▸ Written task: Edit the data below, replacing "snug" with "tight" and leaving everything else as it is.

Detection examples:
⁂

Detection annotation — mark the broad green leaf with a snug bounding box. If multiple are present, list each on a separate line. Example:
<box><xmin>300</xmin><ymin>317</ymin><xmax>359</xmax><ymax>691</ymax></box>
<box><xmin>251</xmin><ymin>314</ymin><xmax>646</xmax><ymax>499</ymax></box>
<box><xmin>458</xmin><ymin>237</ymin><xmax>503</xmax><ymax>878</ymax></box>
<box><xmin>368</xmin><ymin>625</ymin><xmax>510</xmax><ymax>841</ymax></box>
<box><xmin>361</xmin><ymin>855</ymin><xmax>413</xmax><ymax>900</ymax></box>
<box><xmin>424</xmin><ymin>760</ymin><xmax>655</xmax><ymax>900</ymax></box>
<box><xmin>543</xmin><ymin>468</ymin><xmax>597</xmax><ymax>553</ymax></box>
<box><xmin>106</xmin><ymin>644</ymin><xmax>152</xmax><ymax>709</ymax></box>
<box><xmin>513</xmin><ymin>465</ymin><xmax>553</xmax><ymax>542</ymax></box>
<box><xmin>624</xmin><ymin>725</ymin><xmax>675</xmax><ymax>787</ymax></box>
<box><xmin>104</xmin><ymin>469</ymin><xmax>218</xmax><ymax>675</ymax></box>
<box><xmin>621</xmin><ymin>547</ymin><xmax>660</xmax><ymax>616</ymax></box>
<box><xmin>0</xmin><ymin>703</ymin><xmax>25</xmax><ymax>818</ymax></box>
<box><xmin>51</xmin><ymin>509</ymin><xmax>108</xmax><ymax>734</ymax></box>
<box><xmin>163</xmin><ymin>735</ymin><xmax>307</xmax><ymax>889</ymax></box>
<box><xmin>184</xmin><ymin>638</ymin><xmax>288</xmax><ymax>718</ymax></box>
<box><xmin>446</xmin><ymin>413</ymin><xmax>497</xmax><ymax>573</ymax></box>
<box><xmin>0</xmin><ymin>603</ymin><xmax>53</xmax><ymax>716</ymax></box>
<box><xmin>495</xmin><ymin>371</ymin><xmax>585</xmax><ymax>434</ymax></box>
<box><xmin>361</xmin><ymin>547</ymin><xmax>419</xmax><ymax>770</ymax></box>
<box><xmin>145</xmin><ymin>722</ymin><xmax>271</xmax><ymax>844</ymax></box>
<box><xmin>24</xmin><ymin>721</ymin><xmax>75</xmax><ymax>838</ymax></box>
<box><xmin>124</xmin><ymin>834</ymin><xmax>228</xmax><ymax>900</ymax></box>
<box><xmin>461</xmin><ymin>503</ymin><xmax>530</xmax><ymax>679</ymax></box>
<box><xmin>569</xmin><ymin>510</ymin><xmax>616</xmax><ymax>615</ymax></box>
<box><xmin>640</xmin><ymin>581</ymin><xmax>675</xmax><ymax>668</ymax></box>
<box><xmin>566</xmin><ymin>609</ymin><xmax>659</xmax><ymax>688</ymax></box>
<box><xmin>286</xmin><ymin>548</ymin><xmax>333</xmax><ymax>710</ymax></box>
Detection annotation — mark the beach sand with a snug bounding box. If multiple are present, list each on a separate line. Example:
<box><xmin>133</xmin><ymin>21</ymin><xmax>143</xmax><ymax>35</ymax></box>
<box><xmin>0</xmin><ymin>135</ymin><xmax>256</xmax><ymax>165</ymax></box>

⁂

▸ Answer:
Detection annotation — mark the broad green leaf with a tight bounding box. If multiple are present, list each on a separate line. Example:
<box><xmin>300</xmin><ymin>317</ymin><xmax>359</xmax><ymax>691</ymax></box>
<box><xmin>251</xmin><ymin>314</ymin><xmax>646</xmax><ymax>499</ymax></box>
<box><xmin>458</xmin><ymin>237</ymin><xmax>503</xmax><ymax>878</ymax></box>
<box><xmin>368</xmin><ymin>625</ymin><xmax>510</xmax><ymax>841</ymax></box>
<box><xmin>361</xmin><ymin>855</ymin><xmax>413</xmax><ymax>900</ymax></box>
<box><xmin>424</xmin><ymin>760</ymin><xmax>655</xmax><ymax>900</ymax></box>
<box><xmin>543</xmin><ymin>468</ymin><xmax>597</xmax><ymax>553</ymax></box>
<box><xmin>106</xmin><ymin>644</ymin><xmax>152</xmax><ymax>709</ymax></box>
<box><xmin>513</xmin><ymin>465</ymin><xmax>553</xmax><ymax>542</ymax></box>
<box><xmin>624</xmin><ymin>725</ymin><xmax>675</xmax><ymax>787</ymax></box>
<box><xmin>104</xmin><ymin>469</ymin><xmax>218</xmax><ymax>675</ymax></box>
<box><xmin>621</xmin><ymin>547</ymin><xmax>660</xmax><ymax>616</ymax></box>
<box><xmin>0</xmin><ymin>703</ymin><xmax>25</xmax><ymax>818</ymax></box>
<box><xmin>51</xmin><ymin>509</ymin><xmax>108</xmax><ymax>734</ymax></box>
<box><xmin>163</xmin><ymin>735</ymin><xmax>307</xmax><ymax>889</ymax></box>
<box><xmin>184</xmin><ymin>638</ymin><xmax>288</xmax><ymax>718</ymax></box>
<box><xmin>446</xmin><ymin>413</ymin><xmax>497</xmax><ymax>573</ymax></box>
<box><xmin>0</xmin><ymin>603</ymin><xmax>53</xmax><ymax>716</ymax></box>
<box><xmin>495</xmin><ymin>371</ymin><xmax>585</xmax><ymax>434</ymax></box>
<box><xmin>361</xmin><ymin>547</ymin><xmax>419</xmax><ymax>770</ymax></box>
<box><xmin>145</xmin><ymin>722</ymin><xmax>271</xmax><ymax>844</ymax></box>
<box><xmin>24</xmin><ymin>721</ymin><xmax>75</xmax><ymax>838</ymax></box>
<box><xmin>124</xmin><ymin>834</ymin><xmax>228</xmax><ymax>900</ymax></box>
<box><xmin>461</xmin><ymin>503</ymin><xmax>530</xmax><ymax>679</ymax></box>
<box><xmin>569</xmin><ymin>510</ymin><xmax>616</xmax><ymax>615</ymax></box>
<box><xmin>640</xmin><ymin>581</ymin><xmax>675</xmax><ymax>668</ymax></box>
<box><xmin>566</xmin><ymin>609</ymin><xmax>659</xmax><ymax>688</ymax></box>
<box><xmin>286</xmin><ymin>548</ymin><xmax>333</xmax><ymax>710</ymax></box>
Detection annotation — mark the beach sand with a tight bounding box. If multiple are present, list each on a separate line. Example:
<box><xmin>133</xmin><ymin>21</ymin><xmax>143</xmax><ymax>35</ymax></box>
<box><xmin>0</xmin><ymin>135</ymin><xmax>256</xmax><ymax>165</ymax></box>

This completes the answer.